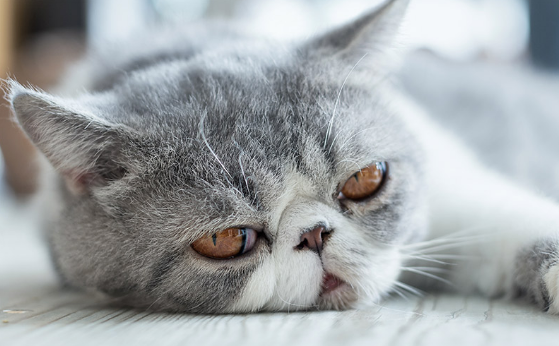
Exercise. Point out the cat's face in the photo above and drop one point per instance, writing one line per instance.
(227, 182)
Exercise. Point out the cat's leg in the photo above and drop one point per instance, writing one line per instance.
(504, 238)
(507, 238)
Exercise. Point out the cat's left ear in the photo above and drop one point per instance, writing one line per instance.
(82, 146)
(373, 34)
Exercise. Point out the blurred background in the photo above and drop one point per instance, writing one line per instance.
(39, 38)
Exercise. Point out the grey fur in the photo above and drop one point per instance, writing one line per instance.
(191, 132)
(180, 142)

### YOUR OBJECTIVE
Rewrite all of the material above as a numbered list with one item per line, skipping any blank lines and leaving the picture out.

### COMPLETE RESPONSE
1. Exercise. Point out the cat's face in the photo above and drop one point per instance, writing one line per instance.
2. (227, 182)
3. Exercise. Point out the cat's leg in the photo above and drop one point per instance, writing one line per instance.
4. (504, 238)
5. (507, 238)
6. Exercise. Point out the cat's left ear in the photo above and drop one point per instance, writing one line per instance.
7. (82, 146)
8. (373, 34)
9. Exercise. Point out the blurred background in the photo above and drop one point per instance, writing one line per instance.
10. (39, 38)
11. Exercise. Point out the grey fur in the photo above and drop one point per instance, writing one line per instance.
12. (191, 132)
13. (180, 142)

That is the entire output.